Detection examples
>>>>>

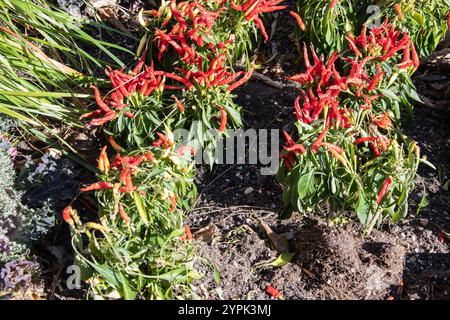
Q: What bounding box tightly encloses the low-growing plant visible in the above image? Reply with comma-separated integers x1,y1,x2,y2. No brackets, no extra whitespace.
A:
278,21,432,233
291,0,450,57
0,149,51,264
63,131,198,299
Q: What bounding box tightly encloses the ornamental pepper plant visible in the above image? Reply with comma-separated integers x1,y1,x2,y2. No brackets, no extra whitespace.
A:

<<<<<

- [What the task requires] Write out all of the data above word for word, omitting the pictures.

- [Full output]
Q: What bounding box tightly encloses the low-growing plant visible in the above image? Reply with comma-separated integers x1,y1,x2,y2. No brackets, no extra whitespace.
A:
278,21,432,233
291,0,450,57
0,149,51,264
63,131,198,299
Q: What bounding box tightly encloses the ornamental pepper plant visible in the above image? Reply with comma-separated integers x1,y1,x2,y2. No brackets, no extra whitespace.
A:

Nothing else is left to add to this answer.